**Task to complete**
All entries must be extracted exactly, with nothing added or dropped.

**Record list**
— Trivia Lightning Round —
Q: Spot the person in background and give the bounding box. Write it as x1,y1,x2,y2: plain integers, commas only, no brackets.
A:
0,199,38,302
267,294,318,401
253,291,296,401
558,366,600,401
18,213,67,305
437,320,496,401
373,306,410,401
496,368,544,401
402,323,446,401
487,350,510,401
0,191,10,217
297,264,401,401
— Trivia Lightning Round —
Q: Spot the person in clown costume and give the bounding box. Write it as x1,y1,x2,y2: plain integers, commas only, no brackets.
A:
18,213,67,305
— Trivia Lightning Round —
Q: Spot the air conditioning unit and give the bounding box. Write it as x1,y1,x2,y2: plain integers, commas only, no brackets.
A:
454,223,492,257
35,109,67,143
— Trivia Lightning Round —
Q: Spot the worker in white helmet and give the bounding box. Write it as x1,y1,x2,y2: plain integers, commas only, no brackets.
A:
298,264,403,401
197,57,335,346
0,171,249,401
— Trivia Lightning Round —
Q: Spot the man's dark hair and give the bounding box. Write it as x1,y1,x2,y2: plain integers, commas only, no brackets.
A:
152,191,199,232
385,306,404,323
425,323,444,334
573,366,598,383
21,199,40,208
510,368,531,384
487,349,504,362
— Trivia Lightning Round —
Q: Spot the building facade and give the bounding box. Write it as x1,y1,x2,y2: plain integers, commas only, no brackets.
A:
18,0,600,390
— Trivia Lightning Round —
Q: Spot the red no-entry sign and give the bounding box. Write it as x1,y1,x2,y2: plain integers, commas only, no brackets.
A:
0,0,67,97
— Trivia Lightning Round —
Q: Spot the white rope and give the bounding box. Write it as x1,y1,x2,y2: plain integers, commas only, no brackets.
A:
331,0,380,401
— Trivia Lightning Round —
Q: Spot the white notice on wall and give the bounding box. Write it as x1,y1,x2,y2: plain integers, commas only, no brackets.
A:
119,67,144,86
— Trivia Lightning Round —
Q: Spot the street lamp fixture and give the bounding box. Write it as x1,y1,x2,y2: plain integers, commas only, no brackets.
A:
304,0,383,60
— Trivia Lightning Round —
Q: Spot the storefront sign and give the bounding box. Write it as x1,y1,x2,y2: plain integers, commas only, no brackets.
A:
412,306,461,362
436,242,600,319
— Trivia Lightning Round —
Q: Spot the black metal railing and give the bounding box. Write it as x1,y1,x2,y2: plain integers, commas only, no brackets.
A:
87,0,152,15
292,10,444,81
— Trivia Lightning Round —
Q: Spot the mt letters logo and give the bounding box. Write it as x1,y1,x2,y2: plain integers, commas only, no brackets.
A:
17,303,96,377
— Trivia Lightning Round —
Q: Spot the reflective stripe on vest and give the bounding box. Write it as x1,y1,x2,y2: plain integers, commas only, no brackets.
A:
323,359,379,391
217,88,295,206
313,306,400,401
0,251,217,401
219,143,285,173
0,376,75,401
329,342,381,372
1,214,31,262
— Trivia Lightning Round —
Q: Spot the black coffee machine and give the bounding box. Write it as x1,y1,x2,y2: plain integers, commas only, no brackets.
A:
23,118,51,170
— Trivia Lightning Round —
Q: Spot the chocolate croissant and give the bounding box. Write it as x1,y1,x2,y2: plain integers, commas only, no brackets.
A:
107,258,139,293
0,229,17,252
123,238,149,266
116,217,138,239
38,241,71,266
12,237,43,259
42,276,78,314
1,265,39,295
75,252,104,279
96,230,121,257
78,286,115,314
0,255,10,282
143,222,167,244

**Correct response**
— Trivia Lightning Round —
Q: Spot the person in background and give the bounding box. Write it as x1,y1,x2,y2: plain integers, commas only, no brackets.
A:
0,199,38,302
267,294,318,401
253,291,296,401
558,366,600,401
18,213,67,305
437,320,496,401
373,306,410,401
496,368,544,401
402,323,446,401
487,350,510,401
0,191,10,217
297,264,401,401
— Trivia Lightning Round —
Q: Spot the person in clown costume and give the bounding box. Write it as x1,y1,x2,y2: plain integers, commas only, no brackets.
A:
18,213,67,305
— Trivia Lightning Round —
Q: Spot the air conditioning unit and give the bounding box. Write it as x1,y1,x2,y2: plain integers, commas only, no brackets.
A:
454,223,492,257
35,109,67,143
— Trivia Lightning Round —
Q: Spot the worker in white helmet and give the bounding box. Write it as x1,y1,x2,y2: plain integers, commas only, no brackets.
A:
298,264,403,401
197,57,335,346
0,171,249,401
— Trivia Lightning Round —
Q: Spot the man's dark hair and give the bounding box. Write it as x1,y1,x2,y2: plain integers, commas only, no brackets.
A:
152,191,199,232
385,306,404,323
425,323,444,334
573,366,598,383
21,199,40,208
510,368,531,384
487,349,504,362
— Trivia Lightning Round —
Q: Spot the building facade and give the bounding box. Write it as x1,y1,x2,y2: plain integers, commas only, no brackets.
A:
18,0,600,390
— Trivia Lightning Round —
Q: Spot the red no-entry sign and give the bounding box. Write it as x1,y1,x2,y2: plain integers, commas only, no brackets.
A:
0,0,67,97
— Trivia Lightning Round —
Q: Spot the white rope and give the bounding box. Write it as x1,y1,x2,y2: plain integers, commas only, no brackets.
A:
331,0,380,401
— Trivia Lightning Round —
Q: Spot the white notice on wall and give the bounding box. Write it as x1,y1,x2,y2: plain integers, commas only, no brackets.
A:
119,67,144,86
— Trivia Lightning Round —
Q: Spot the street lamp fixture and give the bounding box. Write it as x1,y1,x2,y2: plain integers, commas only, no brackets.
A:
304,0,383,60
— Trivia Lightning Round —
Q: Spot the storefront sign and give the bounding box. Write it as x1,y1,x2,y2: plain integers, commas only, no brackets.
A:
412,306,461,362
436,242,600,319
— Trivia Lightning Round —
Q: Spot the black metal railing and give the bounding box. Write it as x1,y1,x2,y2: plain integers, commas only, no brackets.
A:
87,0,152,15
292,10,444,81
— Trivia Lightning Round —
Q: Spot the mt letters logo and give the bounding box. Write it as x1,y1,x2,y2: plain integers, commas only, no brackets.
A:
17,303,96,377
— Trivia Lightning Round —
Q: Spot the reflective stripe on vest and give the bounding box. Write it as x1,y1,x2,y2: plain integers, commas only, no brackets.
A:
323,359,379,391
217,88,295,206
313,306,400,401
0,251,217,401
219,143,285,173
0,376,75,401
329,342,381,372
1,214,31,262
— Trivia Lightning Round —
Q: Spot the black coffee machine and give the bounding box. Write it as x1,y1,x2,y2: plain integers, commas only, no brackets.
A:
23,118,51,170
— Trivia Lightning Round —
Q: Spot the chocolate croissant and give the bounding box. Write it as x1,y1,x2,y2: plain integers, commas only, no brackets.
A:
107,258,139,293
0,229,17,252
123,238,149,266
116,217,138,239
38,241,71,266
12,237,43,259
42,276,78,314
1,265,39,295
75,252,104,279
96,230,121,257
78,286,115,314
0,255,10,282
143,222,167,244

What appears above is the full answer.